Directions for this task
Change "sits within" to "lies inside" in every one of the records below and give them again with nothing else altered.

Given entries
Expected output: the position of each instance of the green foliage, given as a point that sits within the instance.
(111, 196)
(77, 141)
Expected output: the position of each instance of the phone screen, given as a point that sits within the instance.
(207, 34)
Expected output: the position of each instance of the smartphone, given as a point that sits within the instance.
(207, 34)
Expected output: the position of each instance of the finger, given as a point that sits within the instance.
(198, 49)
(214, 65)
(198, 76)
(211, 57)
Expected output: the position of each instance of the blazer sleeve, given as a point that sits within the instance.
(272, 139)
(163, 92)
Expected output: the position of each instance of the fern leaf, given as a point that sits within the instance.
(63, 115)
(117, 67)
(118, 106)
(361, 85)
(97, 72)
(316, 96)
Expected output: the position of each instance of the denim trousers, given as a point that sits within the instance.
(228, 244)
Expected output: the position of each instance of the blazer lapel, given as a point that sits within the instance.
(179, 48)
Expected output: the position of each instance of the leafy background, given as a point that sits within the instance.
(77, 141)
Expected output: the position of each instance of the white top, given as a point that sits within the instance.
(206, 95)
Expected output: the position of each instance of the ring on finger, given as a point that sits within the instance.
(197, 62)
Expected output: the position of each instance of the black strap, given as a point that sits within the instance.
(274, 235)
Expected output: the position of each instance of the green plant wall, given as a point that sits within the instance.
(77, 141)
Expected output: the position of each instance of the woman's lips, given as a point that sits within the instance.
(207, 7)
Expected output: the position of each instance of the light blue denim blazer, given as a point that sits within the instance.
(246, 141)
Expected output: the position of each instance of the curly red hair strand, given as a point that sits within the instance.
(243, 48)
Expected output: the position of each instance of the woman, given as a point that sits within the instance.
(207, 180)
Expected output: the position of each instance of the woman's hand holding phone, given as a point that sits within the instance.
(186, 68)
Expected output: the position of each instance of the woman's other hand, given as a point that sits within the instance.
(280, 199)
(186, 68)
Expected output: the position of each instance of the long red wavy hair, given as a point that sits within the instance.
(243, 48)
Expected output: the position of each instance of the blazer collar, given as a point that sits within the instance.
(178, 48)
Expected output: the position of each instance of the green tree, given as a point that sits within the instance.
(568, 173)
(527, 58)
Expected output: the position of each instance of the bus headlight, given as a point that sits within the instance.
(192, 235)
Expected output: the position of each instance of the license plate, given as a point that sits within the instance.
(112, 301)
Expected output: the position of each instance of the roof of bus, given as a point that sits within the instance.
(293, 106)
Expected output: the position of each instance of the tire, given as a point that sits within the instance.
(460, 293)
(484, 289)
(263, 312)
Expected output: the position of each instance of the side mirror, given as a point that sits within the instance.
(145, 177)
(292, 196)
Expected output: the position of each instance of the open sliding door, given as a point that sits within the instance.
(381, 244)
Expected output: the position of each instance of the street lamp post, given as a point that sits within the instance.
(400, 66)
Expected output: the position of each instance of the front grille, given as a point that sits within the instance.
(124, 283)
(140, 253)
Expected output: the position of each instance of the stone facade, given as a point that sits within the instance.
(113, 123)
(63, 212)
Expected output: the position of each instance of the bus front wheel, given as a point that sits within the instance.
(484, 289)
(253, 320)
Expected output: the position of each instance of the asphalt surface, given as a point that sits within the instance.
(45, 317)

Solution for this task
Expected output: the position of each instance of the green foliage, given as a point that lies inside the instance.
(111, 196)
(77, 141)
Expected output: the position of each instance of the phone screen, given as a point that lies inside the instance.
(207, 34)
Expected output: the position of each instance of the smartphone, given as a point that lies inside the instance.
(207, 34)
Expected output: the position of each instance of the finger, given as a point that lies inside the instance.
(198, 49)
(214, 65)
(198, 76)
(211, 57)
Expected output: the position of each instance of the blazer sleeve, given as a point that lies inside the instance.
(272, 139)
(163, 92)
Expected output: the position of each instance of the fern leaf, given as a point that lies inside the instance.
(63, 115)
(117, 67)
(118, 106)
(361, 85)
(97, 72)
(316, 96)
Expected output: the position of each instance of the denim trousers, given as a point that lies inside the instance.
(228, 244)
Expected output: the position of each instance of the blazer lapel, given as a point that lies inside the instance.
(179, 48)
Expected output: the position of each instance of the leafy background, given as a point that lies inside the instance.
(77, 141)
Expected output: the position of each instance of the white top, given as a point that lies inside the instance.
(206, 95)
Expected output: the position of each instance of the ring on finger, given as a point that lies inside the instance.
(197, 62)
Expected output: the position of each instance of the black strap, given as a point that lies inside the instance.
(274, 235)
Expected output: the position of each instance of the green plant wall, given as a point that lies inside the instance.
(77, 141)
Expected output: the position of each instance of the woman's lips, given as a point that lies inside the instance.
(207, 7)
Expected output: the position of each instance of the light blue denim blazer, given as a point that lies inside the instance.
(246, 141)
Expected output: the position of each instance of the curly red hair strand, given as a point that lies inside the instance.
(243, 48)
Expected output: the position of each instance of the woman, given as a point that lies inside the instance.
(207, 180)
Expected output: the position of each instance of the woman's hand holding phone, given as a point that lies inside the instance.
(186, 68)
Expected output: the position of each instance of the woman's other hand, given as a point that lies inside the instance.
(280, 199)
(186, 68)
Expected output: the position of each instance of the long red wavy hair, given as a point that lies inside the instance.
(243, 48)
Expected output: the position of each instance of the blazer collar, given as a point that lies inside the instance.
(178, 48)
Expected output: the position of each instance of the green tree, given as a point that lies inside the instance.
(568, 173)
(527, 58)
Expected output: the position of each instance of the bus headlight, given as a point that lies inside the instance.
(192, 235)
Expected output: the position of each instance of the license plate, given as a point that lies inside the instance.
(112, 301)
Expected output: the position of each instance of the roof of bus, given as a point that lies inside the instance.
(293, 106)
Expected output: the position of each instance of the tire, given as a point that lies inside the instance.
(460, 293)
(484, 289)
(263, 312)
Expected output: the position of each instance of the side mirror, given as a point that lies inside the instance.
(145, 177)
(292, 196)
Expected output: the position of each instance of the open sliding door, given as a point that lies inside the instance.
(381, 244)
Expected output: the position of each instance of the street lamp post, given as a point that lies inside the instance.
(400, 66)
Expected output: the position of each instance of the front grille, given as a point that lies inside the instance.
(124, 283)
(140, 253)
Expected output: the position of each instance of the stone facade, given as a point that lies inside the instance.
(113, 123)
(63, 212)
Expected output: the position of each instance of the bus front wheel, given as a point that lies inside the instance.
(484, 289)
(253, 320)
Expected output: the position of each instance of the asphalt surface, given as a point that lies inside the instance.
(45, 317)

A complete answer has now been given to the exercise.